Saved data entries:
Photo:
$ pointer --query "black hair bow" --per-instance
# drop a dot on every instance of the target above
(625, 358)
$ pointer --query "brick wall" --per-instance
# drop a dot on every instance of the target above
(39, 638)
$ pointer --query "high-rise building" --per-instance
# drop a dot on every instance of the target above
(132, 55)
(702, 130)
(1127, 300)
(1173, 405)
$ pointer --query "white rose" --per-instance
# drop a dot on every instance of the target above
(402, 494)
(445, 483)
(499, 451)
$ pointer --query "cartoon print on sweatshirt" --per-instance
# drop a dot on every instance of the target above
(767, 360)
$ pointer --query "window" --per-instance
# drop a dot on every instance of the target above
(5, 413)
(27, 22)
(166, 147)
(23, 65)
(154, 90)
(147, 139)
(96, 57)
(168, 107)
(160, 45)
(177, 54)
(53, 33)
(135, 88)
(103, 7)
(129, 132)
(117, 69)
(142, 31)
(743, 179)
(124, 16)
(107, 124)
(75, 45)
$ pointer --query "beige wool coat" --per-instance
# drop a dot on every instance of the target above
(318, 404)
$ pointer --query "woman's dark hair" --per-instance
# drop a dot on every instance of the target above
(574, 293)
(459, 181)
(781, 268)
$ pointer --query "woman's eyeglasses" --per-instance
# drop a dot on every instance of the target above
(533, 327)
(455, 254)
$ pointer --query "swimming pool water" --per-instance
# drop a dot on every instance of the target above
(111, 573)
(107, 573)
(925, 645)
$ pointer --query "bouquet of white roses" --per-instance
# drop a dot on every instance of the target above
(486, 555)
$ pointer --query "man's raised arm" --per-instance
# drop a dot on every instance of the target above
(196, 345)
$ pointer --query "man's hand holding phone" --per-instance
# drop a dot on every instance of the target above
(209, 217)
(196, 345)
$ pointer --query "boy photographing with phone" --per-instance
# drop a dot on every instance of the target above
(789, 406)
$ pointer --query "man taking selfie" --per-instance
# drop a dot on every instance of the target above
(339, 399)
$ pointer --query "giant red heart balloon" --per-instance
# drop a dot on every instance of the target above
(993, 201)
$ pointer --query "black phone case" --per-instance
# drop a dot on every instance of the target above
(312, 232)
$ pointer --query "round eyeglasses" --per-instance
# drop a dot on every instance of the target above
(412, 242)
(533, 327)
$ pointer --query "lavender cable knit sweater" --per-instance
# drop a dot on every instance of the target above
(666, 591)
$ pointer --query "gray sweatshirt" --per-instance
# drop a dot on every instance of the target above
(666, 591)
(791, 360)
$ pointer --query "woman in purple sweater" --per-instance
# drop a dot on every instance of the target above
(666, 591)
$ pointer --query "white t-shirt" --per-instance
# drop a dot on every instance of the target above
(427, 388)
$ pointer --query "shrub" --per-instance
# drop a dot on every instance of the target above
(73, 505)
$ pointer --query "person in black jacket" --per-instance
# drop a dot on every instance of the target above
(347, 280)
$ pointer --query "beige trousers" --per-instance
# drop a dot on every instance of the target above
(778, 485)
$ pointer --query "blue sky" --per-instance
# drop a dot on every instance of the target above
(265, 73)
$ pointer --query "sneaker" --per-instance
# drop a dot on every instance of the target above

WRITTEN INSTRUCTION - The records above are to be copied in full, exactly as written.

FINISHED EXERCISE -
Photo:
$ pointer --query "black hair bow" --per-instance
# drop a dot on every instance of the target above
(625, 358)
$ pointer --query "brick wall" --per-instance
# drop a dot on every instance of the target above
(39, 638)
$ pointer --query "high-rise building" --per-instance
# drop a dot on every instance of the target above
(132, 55)
(702, 130)
(1127, 300)
(1173, 405)
$ pointer --query "white rose" --per-instance
# drop a dot on every instance of the target above
(402, 494)
(445, 483)
(499, 451)
$ pointer --query "cartoon print on sweatshirt" --per-instance
# drop a dot on every instance of the target above
(767, 360)
$ pointer --query "window" --per-instance
# drop a dot on every instance of the target above
(5, 413)
(27, 22)
(166, 147)
(23, 65)
(154, 90)
(147, 139)
(96, 57)
(168, 107)
(160, 45)
(177, 54)
(53, 33)
(135, 88)
(103, 7)
(129, 132)
(117, 69)
(142, 31)
(743, 179)
(124, 16)
(107, 124)
(75, 45)
$ pointer --query "beige wool coat" --per-instance
# drop a dot on every instance of the target above
(318, 404)
$ pointer --query "woman's dark hair" --per-instance
# drop a dot on every instance of the target above
(574, 293)
(459, 181)
(781, 268)
$ pointer --query "woman's eyeglasses" --per-instance
# drop a dot on every instance of the target above
(533, 327)
(455, 254)
$ pointer --query "swimming pool water" --per-instance
# drop a dot on every instance of the target above
(111, 573)
(107, 573)
(925, 645)
$ pointer --query "bouquet of white roses" --per-instance
# drop a dot on every instance of the target above
(486, 555)
$ pointer --query "man's raised arm" --per-instance
# drop a dot on every instance of the target above
(196, 345)
$ pointer --query "man's hand holding phone" --per-instance
# drop a dot on every instance of the target above
(209, 217)
(196, 345)
$ pointer --query "boy photographing with phone" --per-instance
# drop a dot on every instance of the target above
(789, 406)
$ pointer --query "man taking selfie" --per-instance
# drop a dot on every instance of the target above
(339, 399)
$ pointer --query "giant red heart balloon" --per-instance
# drop a dot on every instance of the target above
(993, 201)
$ pointer --query "black phone case" --per-instance
# drop a dot on every instance of the target above
(312, 232)
$ pointer --query "round eyeglasses" --per-instance
# drop a dot on every instance of the target above
(412, 242)
(533, 327)
$ pointer --query "lavender cable knit sweater" --per-instance
# drop a dot on every instance of the target above
(666, 591)
$ pointer --query "gray sweatshirt" --per-instance
# drop a dot on every instance of the target above
(666, 591)
(791, 360)
$ pointer --query "woman in purple sweater" --per-instance
# drop a dot on every instance of the target above
(666, 591)
$ pointer --query "white t-shirt" --per-instance
# drop a dot on every instance of the target above
(427, 388)
$ pointer --query "shrub" --per-instance
# drop a dot on every instance of the target above
(73, 505)
$ pointer --query "person in black jacket" --per-instance
# drop a dot on every instance of the target above
(347, 280)
$ pointer --query "beige trousers" --per-instance
# drop a dot on every instance of the target above
(778, 485)
$ pointer --query "blue sky" --per-instance
# drop a dot on every instance of the target above
(265, 73)
$ pointer --query "sneaker" --per-instance
# drop a dot on every instance of the target above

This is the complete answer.